> _WAS ZU TUN IST_:
1. Was soll man laut dem Text über Mythen zur Stimme tun, wenn gegen den „Frosch“ im Hals gar nichts mehr hilft?
2. Schreibe den Text über Mythen zur Stimme nach seinem letzten Satz weiter.

> _TEXTABSCHNITT_:
━━━━━━━━━━━━━━━━━━━━

Räuspern ist gesund. Wer nicht singen kann, ist unmusikalisch. Opern-Sopranistinnen müssen dick sein, um gut zu klingen? – Es gibt viele Mythen, Halb- und Unwahrheiten über die Stimme. Wir haben die Fakten.
Jeder kennt das unangenehm drückende Gefühl vom "Frosch" im Hals. Die Reaktion ist oft: vor dem Singen oder Sprechen räuspern, um alles Störende zu entfernen. Keine gute Idee, sagen die Stimmexperten. Denn durch das Räuspern würden die Stimmlippen gereizt, was zu einer noch größeren Schleimproduktion führe – wer sich dann weiterhin räuspere, lande in einem Teufelskreis, der die Stimme schädige. "Deshalb: Einfach den Frosch mitsingen oder -sprechen lassen", sagt Gesangspädagogin Susanne Eisch. Von außen würde man den "Frosch" sowieso kaum hören. Und wenn gar nichts mehr hilft: "Einmal richtig husten, weg mit dem Dreck, und dann weitermachen."

━━━━━━━━━━━━━━━━━━━━

> _DATENAUSZUG_:
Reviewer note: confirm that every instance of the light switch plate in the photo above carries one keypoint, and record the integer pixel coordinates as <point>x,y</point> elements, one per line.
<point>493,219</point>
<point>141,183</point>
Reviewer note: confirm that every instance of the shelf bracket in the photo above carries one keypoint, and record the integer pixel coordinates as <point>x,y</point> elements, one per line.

━━━━━━━━━━━━━━━━━━━━

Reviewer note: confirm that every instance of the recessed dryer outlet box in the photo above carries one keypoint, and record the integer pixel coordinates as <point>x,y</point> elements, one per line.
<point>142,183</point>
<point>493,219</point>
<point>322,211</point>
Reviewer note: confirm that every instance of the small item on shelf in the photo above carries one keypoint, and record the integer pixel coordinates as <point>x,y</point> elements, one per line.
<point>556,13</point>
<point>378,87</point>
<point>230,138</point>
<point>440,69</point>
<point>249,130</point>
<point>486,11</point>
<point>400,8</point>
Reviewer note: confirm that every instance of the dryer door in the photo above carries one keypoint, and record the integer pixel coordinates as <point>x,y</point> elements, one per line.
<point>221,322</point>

━━━━━━━━━━━━━━━━━━━━

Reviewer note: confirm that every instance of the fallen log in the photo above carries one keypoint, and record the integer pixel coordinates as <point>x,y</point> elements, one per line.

━━━━━━━━━━━━━━━━━━━━

> _ANTWORTLISTE_:
1. Einmal richtig husten und dann weitermachen.

2.
Viele denken: "Wer viel reinbläst, kriegt viel raus", so wie bei der Trompete oder der Blockflöte. Im ersten Moment stimmt das auch: Zuerst wird die Stimme lauter, das kennt jeder zum Beispiel vom Schreien. Bei Lehrern, die vor einer lauten Klasse stehen, können Probleme mit der Stimme entstehen, wenn sie zu viel Druck ausüben. Susanne Eisch sagt: "Statt mehr Druck beim Sprechen aufzuwenden, sollten sie sich aufrecht hinstellen und gut einatmen. Das stimuliert die Stimmlippe und führt zu einem effizienteren Weg Lautstärke zu produzieren." Gutes Training kräftigt die Stimmlippen, also den Bereich in unserem Hals, in dem die Stimme durch Schwingung entsteht. Wenn diese gut trainiert sind, entsteht ein lauter, tragfähiger Klang - auch ohne Druck.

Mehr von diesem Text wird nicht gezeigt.